▶ THE TASK
Without changing anything, reproduce every record below.

[Collected data]
################

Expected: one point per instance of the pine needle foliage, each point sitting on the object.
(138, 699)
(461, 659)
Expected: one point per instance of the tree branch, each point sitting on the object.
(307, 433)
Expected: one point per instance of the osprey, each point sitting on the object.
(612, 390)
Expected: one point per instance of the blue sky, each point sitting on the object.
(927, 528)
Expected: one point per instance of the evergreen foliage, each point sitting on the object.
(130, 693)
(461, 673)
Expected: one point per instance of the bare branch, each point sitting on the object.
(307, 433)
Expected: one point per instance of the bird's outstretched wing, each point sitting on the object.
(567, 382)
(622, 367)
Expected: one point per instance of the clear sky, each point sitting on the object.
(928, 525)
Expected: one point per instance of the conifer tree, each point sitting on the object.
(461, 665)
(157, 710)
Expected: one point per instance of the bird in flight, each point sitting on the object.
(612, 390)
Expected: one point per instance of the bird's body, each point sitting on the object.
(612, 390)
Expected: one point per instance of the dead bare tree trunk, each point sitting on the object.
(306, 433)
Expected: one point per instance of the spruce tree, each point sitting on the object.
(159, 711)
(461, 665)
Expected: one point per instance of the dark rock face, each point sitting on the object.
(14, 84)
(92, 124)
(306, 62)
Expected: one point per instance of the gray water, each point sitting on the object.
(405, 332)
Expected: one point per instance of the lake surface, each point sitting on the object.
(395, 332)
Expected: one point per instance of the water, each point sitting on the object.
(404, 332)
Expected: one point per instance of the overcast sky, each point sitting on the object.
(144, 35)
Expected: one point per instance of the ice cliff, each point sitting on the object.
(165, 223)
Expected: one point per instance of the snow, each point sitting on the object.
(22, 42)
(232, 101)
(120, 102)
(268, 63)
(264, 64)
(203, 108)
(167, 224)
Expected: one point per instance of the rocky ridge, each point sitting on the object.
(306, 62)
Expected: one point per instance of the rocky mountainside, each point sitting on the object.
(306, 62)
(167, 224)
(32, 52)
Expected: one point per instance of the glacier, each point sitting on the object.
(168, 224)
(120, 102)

################

▶ PROBLEM SOLUTION
Expected: one point per instance of the pine needle foliage, each point sitting on the object.
(138, 699)
(461, 659)
Expected: one point per instance of the tree branch, each point sitting on the object.
(307, 433)
Expected: one point per instance of the osprey, each point sitting on the object.
(612, 390)
Expected: one point per instance of the blue sky, each point sitting on the object.
(927, 528)
Expected: one point per instance of the evergreen foliage, each point sitting on the object.
(130, 693)
(461, 673)
Expected: one point per instance of the bare branch, each point sitting on the object.
(307, 433)
Expected: one point per instance of the bird's outstretched wing, each point sitting on the object.
(567, 382)
(622, 367)
Expected: one point per instance of the clear sky, each point sitting on the object.
(928, 525)
Expected: one point per instance of the conifer tree, each point sitting on the object.
(461, 665)
(157, 710)
Expected: one point per instance of the bird in flight, each point sitting on the object.
(612, 390)
Expected: one point per instance of the bird's body, each point sitting on the object.
(612, 390)
Expected: one point per instance of the dead bare tree trunk, each point sitting on the object.
(306, 433)
Expected: one point per instance of the spruce tree, each point sitting on the object.
(159, 711)
(461, 665)
Expected: one point per instance of the dark rock face, each point sitting on the object.
(14, 84)
(92, 124)
(306, 62)
Expected: one point per instance of the gray water, each point sitting on the object.
(405, 332)
Expected: one point per instance of the lake surface, each point sitting on the object.
(395, 332)
Expected: one point per instance of the water, each point sitting on the object.
(404, 332)
Expected: one point per instance of the overcast sky, each point sitting on the object.
(144, 35)
Expected: one point per instance of the ice cliff, each point sitting on the object.
(165, 223)
Expected: one point per instance of the snow, each point sitting on the object.
(22, 42)
(232, 101)
(120, 102)
(268, 63)
(264, 64)
(203, 108)
(167, 224)
Expected: one point per instance of the rocky ridge, each point sitting on the object.
(306, 62)
Expected: one point per instance of the rocky mountainside, each point sitting on the object.
(306, 62)
(167, 224)
(32, 52)
Expected: one point per instance of the glacier, each point sitting on the object.
(168, 224)
(120, 102)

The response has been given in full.